> [Text under study]:
I don’t believe that there’s beauty where the Kingdom isn’t!

And, of course, at this very dark time of year,
we rejoice that in a very few days we will be at the solstice
and the days will start to lengthen.
It’s no accident that the early Church fathers put the festival in which, above all, we celebrate the coming of the Light of the World
at the very darkest time of the year.

Jesus sent a message to John urging him to hang in there, not to despair, for there were signs that the Kingdom of God was coming.
And we, too, can hold on to those signs in the middle of our busyness in the run-up to Christmas,
perhaps in the midst of sorrow or despair, perhaps even in the midst of happiness and excitement.
The Kingdom of God is coming, the Light of the World will come, and there are signs of hope.
Hang in there!

23 November 2025

Christ the King

 

The livestream appears not to have worked today, but here is the recording of the sermon, as per usual:


Today is the very last Sunday of the Christian year, and it is the day on which we celebrate the feast of Christ the King.

> [Dataset section]:
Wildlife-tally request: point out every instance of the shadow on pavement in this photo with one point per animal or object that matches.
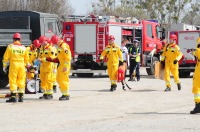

> [Problems to solve]:
[1] Answer these questions about the sermon excerpt:
(a) What did the early Church fathers place at the very darkest time of the year?
(b) What did Jesus urge John to do in his message?
(c) What feast is celebrated on the very last Sunday of the Christian year?
[2] Pick up the sermon excerpt after its final sentence and carry it on.

> [Results in order]:
[1]
(a) The festival celebrating the coming of the Light of the World.
(b) To hang in there and not despair, because there were signs that the Kingdom of God was coming.
(c) The feast of Christ the King.

[2]
I wonder what sort of images go through your head when you hear the word “King”.
Often, one things of pomp and circumstance,
the gold State Coach, jewels, servants, money, royal weddings….
Or perhaps you think of our present King, looking rather elderly and ravaged by his ongoing cancer treatment, poor man.

His role, of course, is largely ceremonial, and there are many who think a monarchy is an outdated form of government,
but I tell you one thing,
I’d rather be represented by a hereditary monarch who is a-political than by a political head of state for whom I did not vote, and whose views were anathema to me!
But it hasn’t always been like that.

We think of good, brave kings, like Edward the Third or Henry the Fifth:
“Once more unto the breach, dear friends, once more”.
We think of Elizabeth at Tilbury:
“Although I have the body of a weak and feeble woman,
I have the heart and stomach of a King, and a King of England, too,
and think foul scorn that Parma, or Spain, or any prince of Europe should dare to invade the borders of my realm.”
Or Richard the Lionheart –
I’m dodging about rather here –
who forsook England to fight against Muslims,
which he believed was God’s will for him.
Hmm, not much change there, then.

But there have been weak kings,
poor kings,
mad kings, like poor Henry the Third,
kings that have been deposed, like Henry the Third or Edward the Second,
kings that have seized the crown from others, like Henry Tudor grabbing it at the Battle of Bosworth.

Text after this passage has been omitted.